### The request
Carry on the forum post about upgrading a Touareg from CD to DVD navigation, starting right after its last sentence.

### Document section

[start]

# Installed OEM DVD Navigation in 2004 CD Navigation Equiped V10



## V10 (Nov 15, 2004)

For those following the many previous posts regarding upgrading OEM CD Navigation equiped Touaregs to the newer OEM DVD Navigation units, it is possible! http://****************.com/smile/emthup.gif 
I have completed the job in my V10 today in the beautiful mid 70 degree weather were having here in Virginia. To start, I had purchaed a DVD Navigation System out of a new 2005 Touareg which was crashed on a test drive. When I purchased the unit I asked to also include the rear amp for the system and the CD changer. I didn't need the Changer but thought, what the heck, I might as well get all of the components I can







As it turned out I am glad I asked for the amp as it is different from the CD Nav. The difference is that the CD Nav uses a digital control of the low level outputs and does all the work at the amp. The DVD system uses an analog system and feeds the amp with all the sreparate outputs from the head unit. So, the DVD sends RF, LF, RR, LR signals from the speaker output plug on the back of the DVD unit. The CD Nav actually has this output plug and I think it is functional with softcoding but if switched to this mode the digital amp wont get the signal and won't work...but if you install the CD or DVD nav in a non-nav equiped vehicle it should have the correct wiring already in place. The only thing I don't know is if you have a system without an amp, I assume you can drive speakers directly without an amp but I am not sure.

[end]

### Data provided
[start]

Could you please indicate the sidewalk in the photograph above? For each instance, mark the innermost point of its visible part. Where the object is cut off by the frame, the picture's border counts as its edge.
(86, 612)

[end]

### Written answer
Anyway, back to my install. The job is really not that big of a deal for someone with good mechanical skills. You need to run a 4 channel amp wire harness (I used a 5 meter long 4 channel RCA cable designed to run speaker output to an amp mounted in the rear of a vehicle). I converted the output wires from the head unit (the plug was also part of the crashed Touareg) to + - to RCA female connectors - I'm not going to get into detail as this is basic stereo wiring technique. The I ran the 5 meter long RCA cable under the side threshold trim...didn't need to remove anything just pushed it under, the padding in the carpet allowed enough flex to get the small cable under the threshold trim. I ran the cable under all the side trim,and ended up in the rear next to the rear amp...very quick, probably 15 minutes to run the RCA cable - my cable was expensive because I wanted the best signal path so I used silver coated oxygen free helix woven cable.
The time consuming part of the job is that the plugs for the digital amp are both not wired the same as the analog amp and 2nd the plugs are different in that the tabs that keep someone from plugging in the wrong plug into the wrong receptical won't allow you to use them in the analog amp. So you need to order the plugs for the analog amp and then remove the wires from the digital amp plugs and install as appropriate in the analog plugs. There are quite a few different pin locations from one plug to another but all the wires are there for all the speakers, including the center channel.
Once rewiring the plugs from digital configuration to the analog configuration (Bentley Service Manual gave the pinout locations for both amps/plugs). So, then just plug in the rewired plugs into the analog amp and then test the system. I found that everything worked perfectly including the OnStar system.
The softcoding from the stock DVD Nav equiped vehicle worked fine, I think it is xx14062. I have not checked it again since the time I thought I could just remove the CD Nav and plug in the DVD many months back...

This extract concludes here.